In the material below, find the line with "92L36 115L42 124L46" and the line with "64L281 62L218 118L184", then output those two lines and every line between them, exactly.
======== ENTRIES SHOWN
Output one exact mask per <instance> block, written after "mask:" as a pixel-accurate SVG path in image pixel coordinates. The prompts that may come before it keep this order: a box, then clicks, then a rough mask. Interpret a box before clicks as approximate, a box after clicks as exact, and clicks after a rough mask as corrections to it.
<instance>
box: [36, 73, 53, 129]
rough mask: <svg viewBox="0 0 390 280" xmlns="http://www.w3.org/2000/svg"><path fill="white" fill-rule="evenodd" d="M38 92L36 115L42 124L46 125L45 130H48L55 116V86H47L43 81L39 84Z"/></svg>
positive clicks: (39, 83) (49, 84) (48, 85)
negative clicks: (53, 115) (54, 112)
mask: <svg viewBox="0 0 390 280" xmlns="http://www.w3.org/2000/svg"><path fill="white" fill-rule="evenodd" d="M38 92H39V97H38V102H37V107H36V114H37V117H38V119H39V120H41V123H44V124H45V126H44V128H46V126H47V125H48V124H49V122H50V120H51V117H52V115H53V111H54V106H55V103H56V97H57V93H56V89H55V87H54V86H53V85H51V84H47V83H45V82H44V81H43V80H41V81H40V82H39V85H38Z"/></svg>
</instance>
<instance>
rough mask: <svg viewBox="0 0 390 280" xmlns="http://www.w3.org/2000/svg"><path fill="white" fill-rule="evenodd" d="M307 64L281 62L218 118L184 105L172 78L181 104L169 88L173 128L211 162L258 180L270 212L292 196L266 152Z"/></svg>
================
======== ENTRIES SHOWN
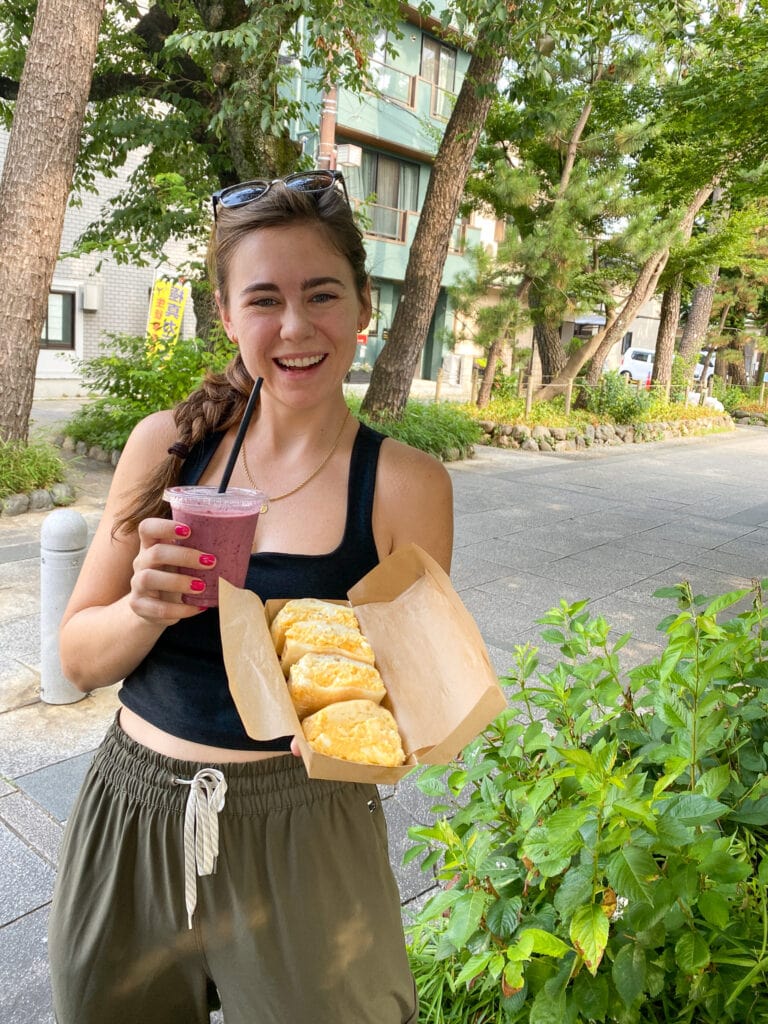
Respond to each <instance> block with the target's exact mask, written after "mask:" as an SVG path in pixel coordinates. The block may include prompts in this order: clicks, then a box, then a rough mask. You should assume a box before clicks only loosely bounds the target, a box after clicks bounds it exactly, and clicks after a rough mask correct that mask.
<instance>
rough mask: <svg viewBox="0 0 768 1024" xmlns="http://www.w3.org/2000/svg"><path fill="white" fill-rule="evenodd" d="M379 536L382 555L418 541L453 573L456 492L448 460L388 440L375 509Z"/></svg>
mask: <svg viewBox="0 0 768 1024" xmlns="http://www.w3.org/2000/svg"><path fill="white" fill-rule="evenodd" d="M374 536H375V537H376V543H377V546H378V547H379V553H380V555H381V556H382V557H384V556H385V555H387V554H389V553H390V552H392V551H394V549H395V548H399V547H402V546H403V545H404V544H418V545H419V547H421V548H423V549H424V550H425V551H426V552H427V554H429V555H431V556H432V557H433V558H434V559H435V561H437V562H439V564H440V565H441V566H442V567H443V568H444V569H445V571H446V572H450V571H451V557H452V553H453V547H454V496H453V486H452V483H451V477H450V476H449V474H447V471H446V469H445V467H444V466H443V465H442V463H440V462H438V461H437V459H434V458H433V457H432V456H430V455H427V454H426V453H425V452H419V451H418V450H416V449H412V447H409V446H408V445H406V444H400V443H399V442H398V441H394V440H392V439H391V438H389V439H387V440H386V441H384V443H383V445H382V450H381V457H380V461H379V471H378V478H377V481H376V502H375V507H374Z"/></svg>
================
▸ **RESULT OF THE EXERCISE**
rough mask: <svg viewBox="0 0 390 280" xmlns="http://www.w3.org/2000/svg"><path fill="white" fill-rule="evenodd" d="M38 92L36 115L42 124L46 125L45 130H48L55 116V86H47L43 81L39 84Z"/></svg>
positive clicks: (39, 83) (49, 84) (48, 85)
negative clicks: (53, 115) (54, 112)
mask: <svg viewBox="0 0 390 280" xmlns="http://www.w3.org/2000/svg"><path fill="white" fill-rule="evenodd" d="M38 92H39V97H38V102H37V107H36V114H37V117H38V119H39V120H41V123H44V124H45V126H44V128H46V126H47V125H48V124H49V122H50V120H51V117H52V115H53V111H54V106H55V103H56V97H57V93H56V89H55V87H54V86H53V85H51V84H47V83H45V82H44V81H43V80H41V81H40V82H39V85H38Z"/></svg>
</instance>
<instance>
rough mask: <svg viewBox="0 0 390 280" xmlns="http://www.w3.org/2000/svg"><path fill="white" fill-rule="evenodd" d="M307 64L281 62L218 118L184 105L172 78L181 104L169 88L173 128L211 162L258 180L270 212L292 196L266 152Z"/></svg>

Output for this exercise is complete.